Please rewrite only the lines of the listing from the one containing "lid and supply a bounding box per instance." down to the one containing "Pinpoint every mosaic", substituting "pendant lamp" for "ceiling fan light" and keeping everything else unchanged.
## START TASK MATERIAL
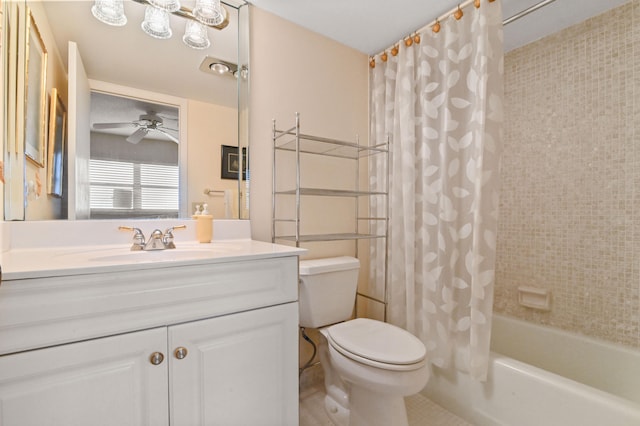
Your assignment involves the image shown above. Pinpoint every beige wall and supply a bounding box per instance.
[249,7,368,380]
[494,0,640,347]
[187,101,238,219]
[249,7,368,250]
## END TASK MATERIAL
## START TASK MATERIAL
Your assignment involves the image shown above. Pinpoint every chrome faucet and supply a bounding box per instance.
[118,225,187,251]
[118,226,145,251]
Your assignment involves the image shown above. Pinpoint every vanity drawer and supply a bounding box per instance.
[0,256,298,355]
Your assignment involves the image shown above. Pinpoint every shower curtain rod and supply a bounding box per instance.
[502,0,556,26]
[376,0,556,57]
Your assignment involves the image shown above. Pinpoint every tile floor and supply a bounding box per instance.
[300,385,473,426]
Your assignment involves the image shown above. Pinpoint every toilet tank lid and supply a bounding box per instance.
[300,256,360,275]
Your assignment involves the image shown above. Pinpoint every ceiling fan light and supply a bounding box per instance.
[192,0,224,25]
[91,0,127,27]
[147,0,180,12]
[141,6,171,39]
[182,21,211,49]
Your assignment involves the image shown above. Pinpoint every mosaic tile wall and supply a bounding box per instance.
## END TASK MATERIAL
■ **SOLUTION**
Your assignment involves the image shown above. Pinpoint every toilet tank lid and supply a bounding box per instance.
[300,256,360,275]
Your assignment involves the image shown above. Pinpoint every pendant lamp and supply a bounding box per instance.
[192,0,224,25]
[91,0,127,27]
[147,0,180,12]
[141,6,171,39]
[182,21,211,49]
Your assignment involves the image shown above. Pinpoint every mosaic tile wall and supply a bounding box per instance.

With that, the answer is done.